- _Exercise_:
Here are the records. Write out exactly the lines between the one holding "Expected output, for every instance of the utility" and the one holding "Expected output, for every instance of the girl's", inclusive.
Records for the exercise below:
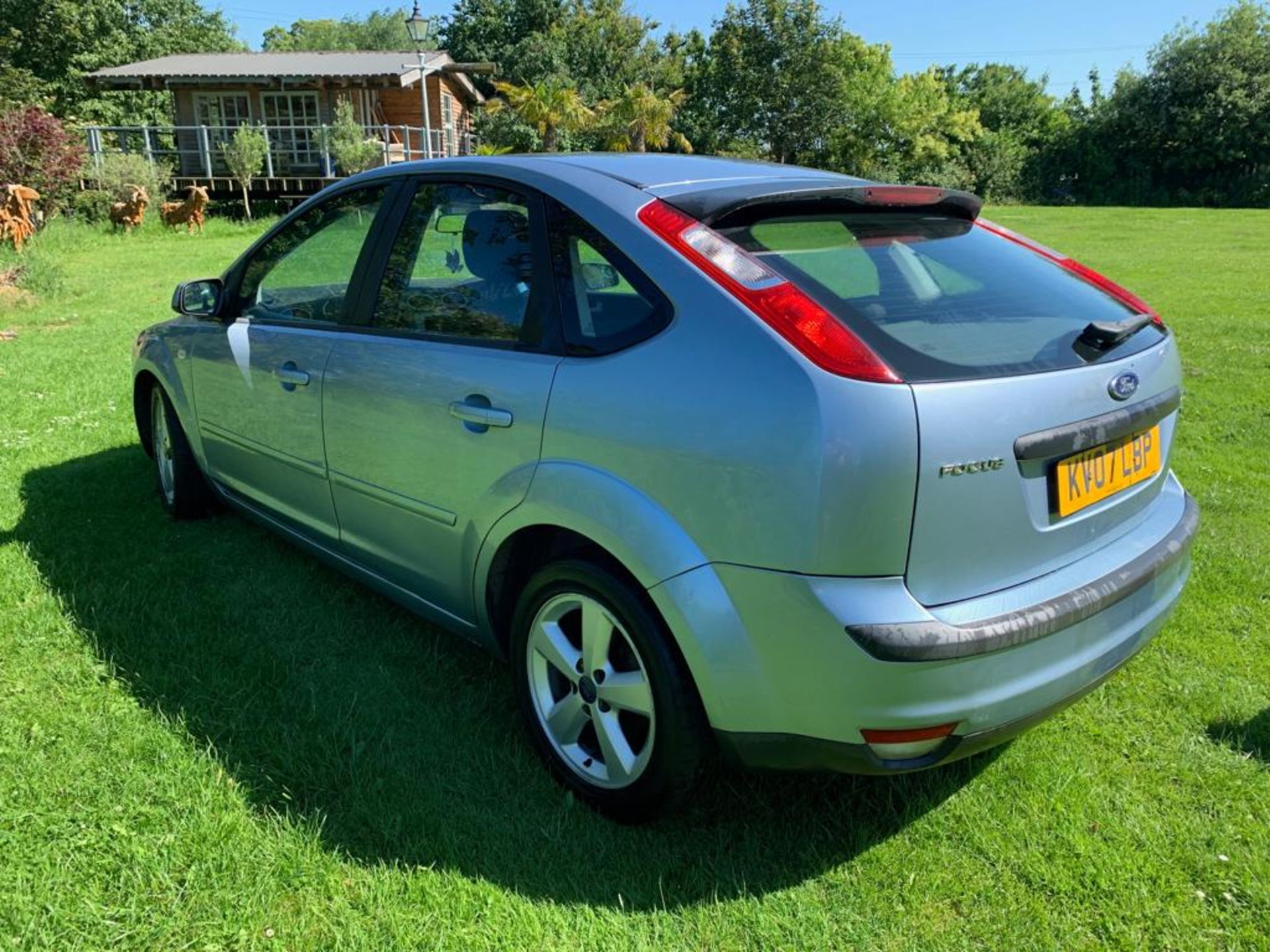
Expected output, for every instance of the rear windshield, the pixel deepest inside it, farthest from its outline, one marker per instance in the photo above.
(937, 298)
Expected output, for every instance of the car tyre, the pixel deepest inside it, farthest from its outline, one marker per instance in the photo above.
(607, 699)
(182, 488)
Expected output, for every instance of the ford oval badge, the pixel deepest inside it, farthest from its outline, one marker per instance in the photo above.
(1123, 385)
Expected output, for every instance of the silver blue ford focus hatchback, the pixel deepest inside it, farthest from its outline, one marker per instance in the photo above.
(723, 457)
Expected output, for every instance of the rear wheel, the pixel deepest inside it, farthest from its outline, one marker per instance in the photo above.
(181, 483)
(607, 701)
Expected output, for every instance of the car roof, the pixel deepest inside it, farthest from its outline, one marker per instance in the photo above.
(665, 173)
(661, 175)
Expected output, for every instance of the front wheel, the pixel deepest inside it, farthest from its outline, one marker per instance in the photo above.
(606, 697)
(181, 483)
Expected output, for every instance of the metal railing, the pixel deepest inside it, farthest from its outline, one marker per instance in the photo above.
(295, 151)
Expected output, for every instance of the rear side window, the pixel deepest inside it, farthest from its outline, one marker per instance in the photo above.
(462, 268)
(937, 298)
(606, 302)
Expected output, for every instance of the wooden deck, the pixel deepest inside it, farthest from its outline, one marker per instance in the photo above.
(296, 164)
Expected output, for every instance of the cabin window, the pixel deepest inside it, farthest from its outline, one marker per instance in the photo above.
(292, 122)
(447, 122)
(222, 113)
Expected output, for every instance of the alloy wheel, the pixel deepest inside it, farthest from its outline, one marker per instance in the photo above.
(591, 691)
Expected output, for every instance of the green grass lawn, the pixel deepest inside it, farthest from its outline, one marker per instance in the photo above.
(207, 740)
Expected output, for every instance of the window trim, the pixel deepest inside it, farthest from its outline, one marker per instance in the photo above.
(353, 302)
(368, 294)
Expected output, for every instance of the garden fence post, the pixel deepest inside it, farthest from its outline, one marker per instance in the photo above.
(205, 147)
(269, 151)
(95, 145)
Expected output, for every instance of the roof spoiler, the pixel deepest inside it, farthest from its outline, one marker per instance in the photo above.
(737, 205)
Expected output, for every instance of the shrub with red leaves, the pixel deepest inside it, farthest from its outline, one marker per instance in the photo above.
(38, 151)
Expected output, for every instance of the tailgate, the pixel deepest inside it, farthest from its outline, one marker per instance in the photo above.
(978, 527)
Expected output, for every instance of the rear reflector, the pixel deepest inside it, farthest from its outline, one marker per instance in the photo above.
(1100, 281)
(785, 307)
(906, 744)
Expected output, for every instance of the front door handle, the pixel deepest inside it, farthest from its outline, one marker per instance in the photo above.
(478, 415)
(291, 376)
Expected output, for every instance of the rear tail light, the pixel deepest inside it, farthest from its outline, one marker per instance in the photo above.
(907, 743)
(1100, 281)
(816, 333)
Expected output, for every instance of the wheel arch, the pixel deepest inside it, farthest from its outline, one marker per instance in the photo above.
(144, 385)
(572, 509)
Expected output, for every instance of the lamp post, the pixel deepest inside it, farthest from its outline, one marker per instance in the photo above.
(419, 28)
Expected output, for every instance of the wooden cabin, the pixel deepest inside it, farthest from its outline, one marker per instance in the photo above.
End of Records for the exercise.
Records for the exercise below:
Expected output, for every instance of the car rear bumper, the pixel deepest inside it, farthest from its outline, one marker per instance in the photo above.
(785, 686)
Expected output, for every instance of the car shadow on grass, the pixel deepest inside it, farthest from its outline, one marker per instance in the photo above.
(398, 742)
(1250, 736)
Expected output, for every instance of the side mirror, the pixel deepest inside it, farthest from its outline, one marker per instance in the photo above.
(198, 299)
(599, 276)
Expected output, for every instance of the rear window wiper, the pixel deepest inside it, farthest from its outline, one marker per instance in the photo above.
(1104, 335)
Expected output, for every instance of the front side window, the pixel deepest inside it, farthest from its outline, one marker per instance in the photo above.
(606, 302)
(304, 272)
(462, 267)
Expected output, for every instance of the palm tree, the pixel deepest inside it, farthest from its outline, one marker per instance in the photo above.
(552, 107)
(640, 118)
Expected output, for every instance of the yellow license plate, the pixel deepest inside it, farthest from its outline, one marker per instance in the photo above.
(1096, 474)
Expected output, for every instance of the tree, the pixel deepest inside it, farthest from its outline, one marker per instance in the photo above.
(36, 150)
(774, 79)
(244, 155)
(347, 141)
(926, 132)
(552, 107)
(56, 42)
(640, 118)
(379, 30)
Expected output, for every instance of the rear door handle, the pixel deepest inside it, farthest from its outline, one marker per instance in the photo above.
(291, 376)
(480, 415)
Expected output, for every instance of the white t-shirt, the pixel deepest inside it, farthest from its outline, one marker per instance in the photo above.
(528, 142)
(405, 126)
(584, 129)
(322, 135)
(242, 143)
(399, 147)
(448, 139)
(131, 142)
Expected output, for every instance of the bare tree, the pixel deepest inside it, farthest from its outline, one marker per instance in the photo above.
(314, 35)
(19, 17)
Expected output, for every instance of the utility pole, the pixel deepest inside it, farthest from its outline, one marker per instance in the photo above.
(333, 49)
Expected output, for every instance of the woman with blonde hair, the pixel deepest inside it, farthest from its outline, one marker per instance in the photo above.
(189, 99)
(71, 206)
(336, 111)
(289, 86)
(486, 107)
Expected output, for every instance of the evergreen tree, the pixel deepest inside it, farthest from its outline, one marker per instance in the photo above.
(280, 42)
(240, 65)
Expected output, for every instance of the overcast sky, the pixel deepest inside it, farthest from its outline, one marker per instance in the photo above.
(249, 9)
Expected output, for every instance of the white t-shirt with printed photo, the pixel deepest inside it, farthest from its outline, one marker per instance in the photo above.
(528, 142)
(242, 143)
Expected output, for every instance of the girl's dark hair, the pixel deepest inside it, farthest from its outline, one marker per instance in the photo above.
End of Records for the exercise.
Records for the exercise below:
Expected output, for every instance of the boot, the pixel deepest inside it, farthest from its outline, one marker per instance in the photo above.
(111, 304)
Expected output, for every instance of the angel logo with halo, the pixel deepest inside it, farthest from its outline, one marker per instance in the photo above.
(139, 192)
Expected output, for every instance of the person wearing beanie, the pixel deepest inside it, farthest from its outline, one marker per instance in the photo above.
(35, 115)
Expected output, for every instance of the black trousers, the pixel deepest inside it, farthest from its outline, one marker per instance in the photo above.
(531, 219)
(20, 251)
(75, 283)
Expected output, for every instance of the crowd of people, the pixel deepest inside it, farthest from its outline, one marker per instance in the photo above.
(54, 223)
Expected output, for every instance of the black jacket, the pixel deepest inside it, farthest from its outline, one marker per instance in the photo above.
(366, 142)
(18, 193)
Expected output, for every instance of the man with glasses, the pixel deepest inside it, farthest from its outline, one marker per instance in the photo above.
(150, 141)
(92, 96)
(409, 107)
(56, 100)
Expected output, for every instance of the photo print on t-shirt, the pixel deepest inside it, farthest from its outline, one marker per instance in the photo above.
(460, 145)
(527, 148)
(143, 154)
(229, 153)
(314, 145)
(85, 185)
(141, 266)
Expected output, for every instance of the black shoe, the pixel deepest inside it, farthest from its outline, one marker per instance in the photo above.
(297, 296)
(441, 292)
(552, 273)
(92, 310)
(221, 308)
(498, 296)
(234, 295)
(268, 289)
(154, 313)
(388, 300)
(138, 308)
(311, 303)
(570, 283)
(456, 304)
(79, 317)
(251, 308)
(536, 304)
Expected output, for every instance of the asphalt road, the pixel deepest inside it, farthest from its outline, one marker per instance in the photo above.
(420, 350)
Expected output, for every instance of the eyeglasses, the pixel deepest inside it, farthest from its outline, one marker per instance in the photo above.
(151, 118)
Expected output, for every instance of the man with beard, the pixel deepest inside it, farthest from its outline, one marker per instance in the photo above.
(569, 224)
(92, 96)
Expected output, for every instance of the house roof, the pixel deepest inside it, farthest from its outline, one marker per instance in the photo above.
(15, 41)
End of Records for the exercise.
- _Result of this task_:
Expected output, for every instance of the utility pole, the pixel deepest inside it, farthest from its outline, one marker per instance in the photo above.
(333, 49)
Expected output, for every instance of the woman with blonde hair, the pixel deepest inside it, farthest from its outline, one marker per instance in the photo above.
(189, 99)
(71, 206)
(336, 111)
(289, 86)
(486, 107)
Expected output, for every instance of the evergreen tree, the pixel deepest inside it, farthest from its outline, one marker per instance in the photo above.
(280, 42)
(240, 65)
Expected output, for every instance of the overcast sky, the pixel deepest inside it, farthest from its outline, one marker per instance in the photo above.
(249, 9)
Expected output, for every instance of the white t-shirt with printed photo, the pixel deepest inside it, farthest from its outline, one marker per instance in the photo above.
(528, 142)
(242, 143)
Expected output, for every instance of the girl's dark hair, the pixel deepest inside it, farthest from its outline, one marker per instance in the photo above.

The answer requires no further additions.